[start of DATA ROWS]

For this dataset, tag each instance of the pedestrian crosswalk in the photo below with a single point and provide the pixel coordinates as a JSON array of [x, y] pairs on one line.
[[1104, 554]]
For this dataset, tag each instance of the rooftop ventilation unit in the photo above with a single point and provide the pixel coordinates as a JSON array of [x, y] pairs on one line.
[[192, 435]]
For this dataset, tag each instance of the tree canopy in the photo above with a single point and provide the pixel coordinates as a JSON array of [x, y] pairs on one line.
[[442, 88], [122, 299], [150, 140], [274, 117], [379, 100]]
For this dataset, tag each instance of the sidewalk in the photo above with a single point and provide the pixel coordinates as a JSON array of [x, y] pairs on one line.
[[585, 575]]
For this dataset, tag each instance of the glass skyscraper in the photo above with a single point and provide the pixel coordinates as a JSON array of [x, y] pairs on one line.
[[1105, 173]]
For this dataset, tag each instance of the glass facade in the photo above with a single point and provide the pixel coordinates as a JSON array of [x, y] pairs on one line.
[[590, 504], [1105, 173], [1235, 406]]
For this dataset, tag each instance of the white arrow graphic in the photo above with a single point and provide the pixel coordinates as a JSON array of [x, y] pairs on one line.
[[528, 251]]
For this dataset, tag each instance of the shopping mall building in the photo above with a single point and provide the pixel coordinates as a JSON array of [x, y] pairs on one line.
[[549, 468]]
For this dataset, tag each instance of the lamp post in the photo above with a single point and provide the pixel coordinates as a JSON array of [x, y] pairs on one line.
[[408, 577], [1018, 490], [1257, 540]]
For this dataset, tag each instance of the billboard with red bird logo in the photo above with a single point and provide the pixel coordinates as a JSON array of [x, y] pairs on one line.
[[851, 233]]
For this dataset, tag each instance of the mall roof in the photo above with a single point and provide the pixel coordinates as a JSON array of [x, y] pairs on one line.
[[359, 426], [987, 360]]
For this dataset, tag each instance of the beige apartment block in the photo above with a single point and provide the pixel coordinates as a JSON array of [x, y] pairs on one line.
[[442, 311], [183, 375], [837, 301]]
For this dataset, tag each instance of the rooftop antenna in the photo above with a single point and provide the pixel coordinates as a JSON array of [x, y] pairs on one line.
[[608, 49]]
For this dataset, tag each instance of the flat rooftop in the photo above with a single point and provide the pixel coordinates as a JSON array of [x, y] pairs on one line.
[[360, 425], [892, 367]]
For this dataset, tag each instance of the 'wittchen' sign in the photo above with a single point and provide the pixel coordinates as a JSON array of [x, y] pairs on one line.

[end of DATA ROWS]

#### WHAT IS REQUIRED
Please transcribe the lines above from the line with "For this dataset, tag each instance of the billboard" up to and including the line with "[[359, 426], [987, 360]]".

#### FINISHED TASK
For this dataset, tag each instance of the billboard with red bird logo in the photo above with a single point and provide the pixel coordinates as a JSON array of [x, y] pairs on one line.
[[851, 233]]
For this dataset, tag each instance of the mall roof in the photo above with a single point and provide the pixel coordinates as a JSON array of [x, y] pairs on one line.
[[359, 426], [987, 360]]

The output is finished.